■ 任务说明
重写下列全部条目，把其中每处"Spot"换成"Locate"，其余内容一字不改。

══ 所给条目

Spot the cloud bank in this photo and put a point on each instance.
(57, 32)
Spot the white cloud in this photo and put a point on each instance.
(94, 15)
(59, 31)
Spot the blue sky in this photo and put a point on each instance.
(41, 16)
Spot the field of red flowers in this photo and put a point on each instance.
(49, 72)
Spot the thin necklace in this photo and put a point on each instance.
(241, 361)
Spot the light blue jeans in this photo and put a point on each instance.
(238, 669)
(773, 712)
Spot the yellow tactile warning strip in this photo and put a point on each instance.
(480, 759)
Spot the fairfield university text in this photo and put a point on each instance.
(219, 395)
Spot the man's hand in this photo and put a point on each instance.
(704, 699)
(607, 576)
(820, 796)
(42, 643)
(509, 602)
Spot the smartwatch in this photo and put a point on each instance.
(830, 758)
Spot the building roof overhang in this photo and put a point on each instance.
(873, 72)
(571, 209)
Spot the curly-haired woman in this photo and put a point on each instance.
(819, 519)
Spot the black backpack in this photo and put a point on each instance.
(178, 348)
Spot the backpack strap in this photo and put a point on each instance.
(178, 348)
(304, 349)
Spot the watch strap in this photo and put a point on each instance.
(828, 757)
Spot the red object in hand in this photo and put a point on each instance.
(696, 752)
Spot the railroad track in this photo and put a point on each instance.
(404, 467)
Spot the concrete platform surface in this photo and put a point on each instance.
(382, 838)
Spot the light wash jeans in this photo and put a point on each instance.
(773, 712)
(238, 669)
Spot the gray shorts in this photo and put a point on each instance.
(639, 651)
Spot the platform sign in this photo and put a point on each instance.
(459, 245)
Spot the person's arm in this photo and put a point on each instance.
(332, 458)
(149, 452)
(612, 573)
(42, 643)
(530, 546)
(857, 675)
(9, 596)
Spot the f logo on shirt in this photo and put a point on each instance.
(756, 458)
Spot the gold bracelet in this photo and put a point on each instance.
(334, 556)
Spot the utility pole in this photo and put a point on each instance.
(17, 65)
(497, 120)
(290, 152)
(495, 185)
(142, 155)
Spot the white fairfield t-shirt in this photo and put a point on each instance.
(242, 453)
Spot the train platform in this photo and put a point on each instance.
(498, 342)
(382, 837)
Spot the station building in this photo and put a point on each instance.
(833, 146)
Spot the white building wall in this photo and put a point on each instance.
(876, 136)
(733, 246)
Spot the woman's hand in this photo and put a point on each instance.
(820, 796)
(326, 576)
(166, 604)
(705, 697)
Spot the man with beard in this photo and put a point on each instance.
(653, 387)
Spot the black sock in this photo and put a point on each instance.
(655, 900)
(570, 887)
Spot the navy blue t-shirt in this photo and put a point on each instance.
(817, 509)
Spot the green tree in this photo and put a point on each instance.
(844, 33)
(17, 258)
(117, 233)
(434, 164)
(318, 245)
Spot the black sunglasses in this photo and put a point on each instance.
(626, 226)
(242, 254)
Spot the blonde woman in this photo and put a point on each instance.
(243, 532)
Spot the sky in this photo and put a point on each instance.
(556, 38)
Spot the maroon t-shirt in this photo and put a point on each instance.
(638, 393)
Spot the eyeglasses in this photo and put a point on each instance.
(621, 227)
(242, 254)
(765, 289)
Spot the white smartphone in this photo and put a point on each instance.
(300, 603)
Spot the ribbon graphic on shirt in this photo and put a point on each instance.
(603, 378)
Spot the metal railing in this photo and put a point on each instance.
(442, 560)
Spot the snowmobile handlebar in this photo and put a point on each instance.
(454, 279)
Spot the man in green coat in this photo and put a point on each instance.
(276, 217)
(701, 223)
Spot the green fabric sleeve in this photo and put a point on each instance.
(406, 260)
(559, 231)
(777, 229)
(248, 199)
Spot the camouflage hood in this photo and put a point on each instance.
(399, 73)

════

■ 练习结果
Locate the cloud bank in this photo and put a point on each instance.
(57, 32)
Locate the white cloud in this photo and put a point on each instance.
(94, 15)
(59, 31)
Locate the blue sky in this photo and put a point on each instance.
(41, 16)
Locate the field of red flowers in this photo and put a point on each instance.
(49, 72)
Locate the thin necklace in this photo and put a point on each instance.
(241, 361)
Locate the light blue jeans in this photo and put a point on each instance.
(238, 669)
(773, 712)
Locate the yellow tactile warning strip in this photo and put a point on each instance.
(480, 759)
Locate the fairfield university text in this photo and put a point on each instance.
(219, 395)
Locate the man's hand in this photo and put a point on each instance.
(704, 699)
(607, 576)
(820, 796)
(42, 643)
(509, 602)
Locate the smartwatch in this photo and put a point on each instance.
(830, 758)
Locate the building roof overhang in this photo and put a point on each instance.
(873, 72)
(571, 209)
Locate the curly-haired woman in this photo and put a point on each instance.
(819, 519)
Locate the black backpack in this photo and put a point on each instance.
(178, 348)
Locate the backpack strap in this photo and put a point on each instance.
(178, 348)
(304, 349)
Locate the watch strap in this photo and put a point on each instance.
(828, 757)
Locate the red object in hand in this photo and put a point on each instance.
(696, 752)
Locate the railroad track in this photo and put a point on each instance.
(404, 467)
Locate the concrete platform surface in this photo and put a point on each instance.
(382, 838)
Locate the light wash jeans in this photo and put a point on each instance.
(773, 712)
(238, 669)
Locate the gray shorts in this photo and put a point on each instance.
(639, 651)
Locate the platform sign in this photo and put a point on each instance.
(459, 245)
Locate the person's arm in this photo and put a point on each instance.
(332, 458)
(149, 452)
(612, 573)
(42, 643)
(530, 546)
(857, 675)
(9, 596)
Locate the f logo on shirt in this photo and put a point on each instance.
(756, 458)
Locate the gold bracelet in this photo and put a point on each instance.
(334, 556)
Locate the utility pole in this photo and put a point on each instance.
(17, 65)
(497, 120)
(290, 152)
(495, 185)
(142, 155)
Locate the white fairfield t-shirt in this photo and put a point on each instance.
(242, 453)
Locate the train platform in this photo and put a point on each instance.
(498, 342)
(382, 837)
Locate the station building in this photo and put a point on each instance.
(833, 146)
Locate the white building wall in this photo and put a point on each instance.
(876, 136)
(733, 246)
Locate the woman's hand in this photo and put a point on each instance.
(820, 796)
(326, 576)
(166, 604)
(705, 697)
Locate the man with beard in this photo and put a point on each instance.
(653, 387)
Locate the black sock in this photo and put a point on each instance.
(655, 900)
(570, 887)
Locate the navy blue t-shirt in this photo and put a point on each instance.
(817, 509)
Locate the green tree in this photo and put a point on each instance.
(844, 33)
(17, 258)
(117, 233)
(434, 164)
(318, 245)
Locate the black sunglasses in this photo and put a point on each instance.
(626, 226)
(242, 254)
Locate the blonde woman in this photo and put a point on each instance.
(243, 532)
Locate the sky in this photo and put a point on each instance.
(556, 38)
Locate the maroon t-shirt in this photo and put a point on each instance.
(638, 393)
Locate the eyeglasses in this photo and put a point on each instance.
(621, 227)
(242, 254)
(765, 289)
Locate the white smartphone in this photo and put a point on each instance.
(300, 603)
Locate the ribbon graphic on shirt in this photo and put a point on each instance.
(603, 378)
Locate the metal railing in this photo and put a point on each instance.
(442, 560)
Locate the snowmobile handlebar in this photo and put a point on each instance.
(454, 279)
Locate the man in green coat in this photo and put a point on each instance.
(276, 217)
(701, 223)
Locate the green fabric sleeve in this photo and put a point on each instance.
(406, 260)
(559, 231)
(777, 229)
(248, 199)
Locate the camouflage hood in this photo and put a point on each instance.
(399, 73)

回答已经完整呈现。